--- WHAT YOU NEED TO DO ---
Recast everything from the line containing "I would appreciate it if you could identify the saddle" down to the line containing "Query: saddle pad" as a Markdown table with two columns, Row and Line. Give each row a number, and leave out any blank lines.

--- LISTED RECORDS ---

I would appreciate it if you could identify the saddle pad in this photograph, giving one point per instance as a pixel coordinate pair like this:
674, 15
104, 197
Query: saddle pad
...
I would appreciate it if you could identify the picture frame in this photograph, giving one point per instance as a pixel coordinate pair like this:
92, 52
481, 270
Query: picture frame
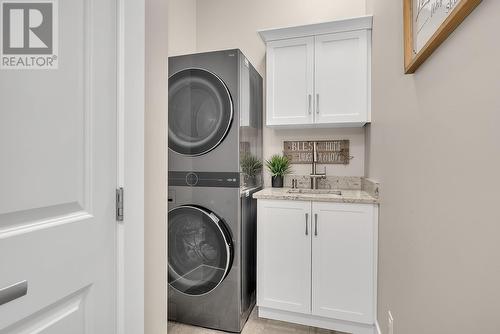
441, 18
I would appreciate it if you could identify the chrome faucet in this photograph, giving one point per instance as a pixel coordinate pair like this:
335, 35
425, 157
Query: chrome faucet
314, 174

--- ANSWER ---
| Row | Line |
|---|---|
| 1 | I would appreciate it if you could identify the saddle pad in this photograph, giving one point per instance as a pixel coordinate pair like this: |
| 2 | 674, 15 |
| 3 | 104, 197 |
| 4 | Query: saddle pad |